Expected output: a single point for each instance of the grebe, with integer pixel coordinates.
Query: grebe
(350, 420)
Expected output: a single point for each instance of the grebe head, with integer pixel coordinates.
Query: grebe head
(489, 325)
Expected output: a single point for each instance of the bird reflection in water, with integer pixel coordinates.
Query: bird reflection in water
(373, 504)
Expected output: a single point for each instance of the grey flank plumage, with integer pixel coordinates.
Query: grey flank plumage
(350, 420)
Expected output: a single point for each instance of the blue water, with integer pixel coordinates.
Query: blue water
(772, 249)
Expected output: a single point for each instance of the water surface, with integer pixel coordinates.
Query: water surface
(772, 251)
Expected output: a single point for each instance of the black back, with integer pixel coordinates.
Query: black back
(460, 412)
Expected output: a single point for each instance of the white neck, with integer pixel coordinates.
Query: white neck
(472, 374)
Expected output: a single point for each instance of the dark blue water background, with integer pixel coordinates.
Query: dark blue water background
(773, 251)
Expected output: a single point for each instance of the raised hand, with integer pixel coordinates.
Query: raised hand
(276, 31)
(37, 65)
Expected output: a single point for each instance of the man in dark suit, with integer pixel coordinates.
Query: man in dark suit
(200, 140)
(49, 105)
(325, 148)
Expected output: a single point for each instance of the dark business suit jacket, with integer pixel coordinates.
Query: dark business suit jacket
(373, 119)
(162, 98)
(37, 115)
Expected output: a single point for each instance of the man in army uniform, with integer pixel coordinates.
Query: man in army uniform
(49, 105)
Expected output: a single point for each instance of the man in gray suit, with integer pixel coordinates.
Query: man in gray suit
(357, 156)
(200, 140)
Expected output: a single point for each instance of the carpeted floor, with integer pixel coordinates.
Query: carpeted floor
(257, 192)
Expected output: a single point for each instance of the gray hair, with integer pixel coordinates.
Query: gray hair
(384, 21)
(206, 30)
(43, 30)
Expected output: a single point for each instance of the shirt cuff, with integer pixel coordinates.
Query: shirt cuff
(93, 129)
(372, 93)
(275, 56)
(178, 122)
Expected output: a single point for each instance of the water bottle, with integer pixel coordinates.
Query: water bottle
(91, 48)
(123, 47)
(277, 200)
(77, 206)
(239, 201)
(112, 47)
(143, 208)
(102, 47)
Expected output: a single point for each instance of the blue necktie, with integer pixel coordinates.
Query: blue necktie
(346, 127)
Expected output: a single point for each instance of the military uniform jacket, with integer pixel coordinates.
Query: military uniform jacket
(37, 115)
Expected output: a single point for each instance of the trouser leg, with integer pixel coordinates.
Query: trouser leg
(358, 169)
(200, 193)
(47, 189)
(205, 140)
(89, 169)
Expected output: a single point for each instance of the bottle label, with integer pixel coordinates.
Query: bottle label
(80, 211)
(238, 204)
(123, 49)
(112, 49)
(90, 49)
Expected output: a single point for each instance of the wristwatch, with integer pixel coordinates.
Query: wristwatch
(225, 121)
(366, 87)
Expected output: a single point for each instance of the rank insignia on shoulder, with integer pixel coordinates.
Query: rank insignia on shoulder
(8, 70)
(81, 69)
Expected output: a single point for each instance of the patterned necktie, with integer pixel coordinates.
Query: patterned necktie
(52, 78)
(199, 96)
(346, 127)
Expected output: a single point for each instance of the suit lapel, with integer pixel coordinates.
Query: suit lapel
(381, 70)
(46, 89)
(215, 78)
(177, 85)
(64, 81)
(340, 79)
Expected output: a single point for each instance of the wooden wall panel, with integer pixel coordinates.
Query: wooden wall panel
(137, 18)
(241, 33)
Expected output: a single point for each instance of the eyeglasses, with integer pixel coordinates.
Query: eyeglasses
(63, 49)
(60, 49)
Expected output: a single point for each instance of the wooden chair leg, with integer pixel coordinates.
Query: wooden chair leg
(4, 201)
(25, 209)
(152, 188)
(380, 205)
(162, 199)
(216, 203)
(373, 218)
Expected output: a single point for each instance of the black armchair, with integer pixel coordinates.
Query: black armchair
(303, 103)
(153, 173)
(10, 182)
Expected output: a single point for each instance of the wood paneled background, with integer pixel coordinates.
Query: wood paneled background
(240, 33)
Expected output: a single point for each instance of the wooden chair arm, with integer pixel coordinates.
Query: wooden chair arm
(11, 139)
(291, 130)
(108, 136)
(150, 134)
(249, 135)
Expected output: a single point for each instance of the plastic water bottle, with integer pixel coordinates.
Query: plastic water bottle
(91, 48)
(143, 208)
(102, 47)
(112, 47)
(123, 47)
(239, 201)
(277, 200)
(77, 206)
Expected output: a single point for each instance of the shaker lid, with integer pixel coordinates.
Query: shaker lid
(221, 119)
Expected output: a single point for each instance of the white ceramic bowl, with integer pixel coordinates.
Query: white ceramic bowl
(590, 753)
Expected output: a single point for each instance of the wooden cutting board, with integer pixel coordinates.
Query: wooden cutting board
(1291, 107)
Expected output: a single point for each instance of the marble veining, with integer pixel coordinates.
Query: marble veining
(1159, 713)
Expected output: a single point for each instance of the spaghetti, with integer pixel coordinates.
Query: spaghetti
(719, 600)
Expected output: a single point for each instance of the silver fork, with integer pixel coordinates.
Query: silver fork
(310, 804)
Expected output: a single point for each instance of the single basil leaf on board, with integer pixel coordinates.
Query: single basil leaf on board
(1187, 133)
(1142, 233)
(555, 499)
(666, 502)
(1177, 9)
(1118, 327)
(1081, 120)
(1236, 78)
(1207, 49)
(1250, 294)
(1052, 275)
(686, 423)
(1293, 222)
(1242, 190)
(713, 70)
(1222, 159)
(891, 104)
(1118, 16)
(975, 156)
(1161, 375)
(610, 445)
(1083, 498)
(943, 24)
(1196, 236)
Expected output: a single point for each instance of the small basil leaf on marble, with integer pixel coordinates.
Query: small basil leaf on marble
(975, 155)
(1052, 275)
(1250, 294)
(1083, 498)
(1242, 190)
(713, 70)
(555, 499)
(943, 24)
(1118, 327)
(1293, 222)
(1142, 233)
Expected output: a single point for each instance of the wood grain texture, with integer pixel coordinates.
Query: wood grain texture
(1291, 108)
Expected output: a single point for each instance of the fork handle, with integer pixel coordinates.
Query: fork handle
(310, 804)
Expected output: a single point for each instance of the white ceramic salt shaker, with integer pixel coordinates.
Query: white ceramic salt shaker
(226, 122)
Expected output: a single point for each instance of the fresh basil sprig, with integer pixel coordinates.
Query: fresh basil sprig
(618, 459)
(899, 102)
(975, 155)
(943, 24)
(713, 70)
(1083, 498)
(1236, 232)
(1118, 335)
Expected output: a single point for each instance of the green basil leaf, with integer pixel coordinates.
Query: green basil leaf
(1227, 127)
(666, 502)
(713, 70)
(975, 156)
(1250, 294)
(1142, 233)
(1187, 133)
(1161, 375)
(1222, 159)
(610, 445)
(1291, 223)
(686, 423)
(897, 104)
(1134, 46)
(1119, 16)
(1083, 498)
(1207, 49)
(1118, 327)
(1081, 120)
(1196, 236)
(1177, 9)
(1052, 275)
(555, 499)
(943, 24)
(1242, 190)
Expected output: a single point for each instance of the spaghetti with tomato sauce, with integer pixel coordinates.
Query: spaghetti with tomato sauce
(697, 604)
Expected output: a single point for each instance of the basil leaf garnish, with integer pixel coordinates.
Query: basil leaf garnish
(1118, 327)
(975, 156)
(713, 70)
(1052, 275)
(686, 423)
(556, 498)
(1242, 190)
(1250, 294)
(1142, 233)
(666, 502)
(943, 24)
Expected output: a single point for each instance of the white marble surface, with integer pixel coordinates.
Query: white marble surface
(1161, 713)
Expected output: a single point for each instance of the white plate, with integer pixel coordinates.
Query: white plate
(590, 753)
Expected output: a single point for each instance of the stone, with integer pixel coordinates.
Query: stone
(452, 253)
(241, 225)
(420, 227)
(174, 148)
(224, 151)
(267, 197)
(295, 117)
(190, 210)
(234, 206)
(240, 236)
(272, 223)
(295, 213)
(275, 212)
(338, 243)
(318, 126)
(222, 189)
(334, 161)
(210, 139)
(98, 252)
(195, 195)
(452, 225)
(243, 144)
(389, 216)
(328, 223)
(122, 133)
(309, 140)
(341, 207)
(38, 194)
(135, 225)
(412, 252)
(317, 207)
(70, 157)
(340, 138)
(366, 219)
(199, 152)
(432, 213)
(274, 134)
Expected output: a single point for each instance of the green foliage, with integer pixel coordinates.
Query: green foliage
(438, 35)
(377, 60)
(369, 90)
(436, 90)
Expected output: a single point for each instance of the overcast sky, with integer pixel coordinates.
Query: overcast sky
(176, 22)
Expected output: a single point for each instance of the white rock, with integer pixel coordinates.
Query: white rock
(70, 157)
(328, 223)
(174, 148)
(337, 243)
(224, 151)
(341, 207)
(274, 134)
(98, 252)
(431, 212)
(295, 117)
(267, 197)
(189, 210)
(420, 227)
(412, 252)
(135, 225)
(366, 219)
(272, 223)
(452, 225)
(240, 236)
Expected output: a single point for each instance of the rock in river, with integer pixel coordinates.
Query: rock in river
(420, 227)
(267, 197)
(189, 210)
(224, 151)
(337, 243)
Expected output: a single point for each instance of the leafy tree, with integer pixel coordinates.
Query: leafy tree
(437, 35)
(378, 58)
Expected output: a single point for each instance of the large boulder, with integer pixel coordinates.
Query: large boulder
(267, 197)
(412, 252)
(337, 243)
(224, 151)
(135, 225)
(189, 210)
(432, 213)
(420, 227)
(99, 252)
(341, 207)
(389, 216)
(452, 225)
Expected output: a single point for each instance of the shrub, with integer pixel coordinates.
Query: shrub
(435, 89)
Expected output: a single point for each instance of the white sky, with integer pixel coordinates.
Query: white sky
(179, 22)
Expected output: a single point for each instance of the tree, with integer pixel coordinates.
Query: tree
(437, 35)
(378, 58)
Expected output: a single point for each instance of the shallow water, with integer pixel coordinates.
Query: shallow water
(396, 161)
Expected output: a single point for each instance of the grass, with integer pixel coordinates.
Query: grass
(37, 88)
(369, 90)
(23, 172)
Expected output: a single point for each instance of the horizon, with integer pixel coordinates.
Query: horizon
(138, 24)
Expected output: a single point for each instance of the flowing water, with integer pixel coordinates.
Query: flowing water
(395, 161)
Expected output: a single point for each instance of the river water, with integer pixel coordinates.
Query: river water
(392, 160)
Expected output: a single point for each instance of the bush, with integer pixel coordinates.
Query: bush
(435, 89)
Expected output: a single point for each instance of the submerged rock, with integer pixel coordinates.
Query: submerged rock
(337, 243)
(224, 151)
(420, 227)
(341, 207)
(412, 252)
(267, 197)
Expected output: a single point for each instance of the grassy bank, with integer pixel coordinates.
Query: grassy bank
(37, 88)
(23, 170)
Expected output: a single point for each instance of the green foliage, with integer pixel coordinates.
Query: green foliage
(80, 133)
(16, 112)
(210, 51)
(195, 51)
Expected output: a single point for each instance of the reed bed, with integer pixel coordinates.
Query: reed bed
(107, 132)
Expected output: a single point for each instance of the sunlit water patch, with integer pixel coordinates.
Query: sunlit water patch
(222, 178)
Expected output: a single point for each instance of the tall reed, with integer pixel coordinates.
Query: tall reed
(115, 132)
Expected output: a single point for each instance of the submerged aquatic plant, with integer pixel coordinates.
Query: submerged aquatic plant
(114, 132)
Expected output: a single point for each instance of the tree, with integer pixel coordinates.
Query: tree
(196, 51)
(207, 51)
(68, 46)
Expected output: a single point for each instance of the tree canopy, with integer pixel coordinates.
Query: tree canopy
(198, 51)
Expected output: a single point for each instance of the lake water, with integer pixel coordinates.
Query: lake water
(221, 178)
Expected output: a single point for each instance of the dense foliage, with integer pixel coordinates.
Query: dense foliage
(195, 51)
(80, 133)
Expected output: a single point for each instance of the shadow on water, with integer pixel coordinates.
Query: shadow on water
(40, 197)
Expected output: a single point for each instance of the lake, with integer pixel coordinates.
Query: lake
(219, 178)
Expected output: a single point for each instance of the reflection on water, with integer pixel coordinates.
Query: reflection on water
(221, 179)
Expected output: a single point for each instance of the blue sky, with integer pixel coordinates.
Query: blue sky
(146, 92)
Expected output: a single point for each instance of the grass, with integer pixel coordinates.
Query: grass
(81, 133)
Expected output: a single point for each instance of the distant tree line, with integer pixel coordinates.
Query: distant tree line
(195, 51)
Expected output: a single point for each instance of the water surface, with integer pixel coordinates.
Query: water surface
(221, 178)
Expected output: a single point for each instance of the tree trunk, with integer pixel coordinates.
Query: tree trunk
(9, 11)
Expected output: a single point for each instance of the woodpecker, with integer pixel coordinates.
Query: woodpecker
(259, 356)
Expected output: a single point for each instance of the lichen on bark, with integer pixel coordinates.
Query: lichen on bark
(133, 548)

> **What to do**
Everything above from the line containing "Query: raised hand" down to the line containing "Expected output: a single point for each instance of the rank" is to be transcribed exactly, with both of those lines included and nothing else added.

> **Response below**
Query: raised hand
(276, 31)
(37, 65)
Expected output: a single point for each instance of the man in dark suit, with integer pixel coordinates.
Query: man in dark suit
(200, 140)
(49, 105)
(325, 148)
Expected output: a single point for each instance of the dark business suit jacket, with integer pixel coordinates.
Query: dark business suit jacket
(373, 119)
(162, 98)
(37, 115)
Expected output: a single point for each instance of the man in army uniform, with integer pixel coordinates.
Query: man in army uniform
(49, 105)
Expected output: a single point for each instance of the man in gray suit, with integer pixel coordinates.
Query: man in gray suit
(357, 156)
(200, 140)
Expected output: a single point for each instance of the carpeted floor, with integer pixel coordinates.
Query: carpeted floor
(257, 192)
Expected output: a single point for each instance of the gray hair, with integer pixel coordinates.
Query: gray hair
(384, 21)
(206, 30)
(43, 30)
Expected output: a single point for each instance of the shirt cuff, with integer pixel coordinates.
Query: shirt cuff
(93, 129)
(372, 93)
(275, 56)
(178, 122)
Expected output: a single point for each instance of the water bottle, with integer pixel coordinates.
Query: water bottle
(91, 48)
(123, 47)
(277, 200)
(77, 206)
(239, 201)
(112, 47)
(143, 208)
(102, 47)
Expected output: a single point for each instance of the blue necktie, with integer pixel coordinates.
Query: blue necktie
(346, 127)
Expected output: a single point for each instance of the military uniform jacket, with integer pixel coordinates.
Query: military uniform jacket
(37, 115)
Expected output: a single point for each instance of the trouser leg, with integer pixel coordinates.
Query: trouser leg
(358, 169)
(200, 193)
(47, 189)
(205, 140)
(89, 169)
Expected output: a single point for each instance of the bottle label, with integer pixel coordinates.
Query: bottle label
(80, 211)
(238, 204)
(123, 49)
(112, 49)
(90, 49)
Expected output: a single point for each instance of the wristwatch, with integer pixel coordinates.
Query: wristwatch
(225, 121)
(366, 87)
Expected output: a single point for each instance of the rank insignia on shoulder, with integer pixel coordinates.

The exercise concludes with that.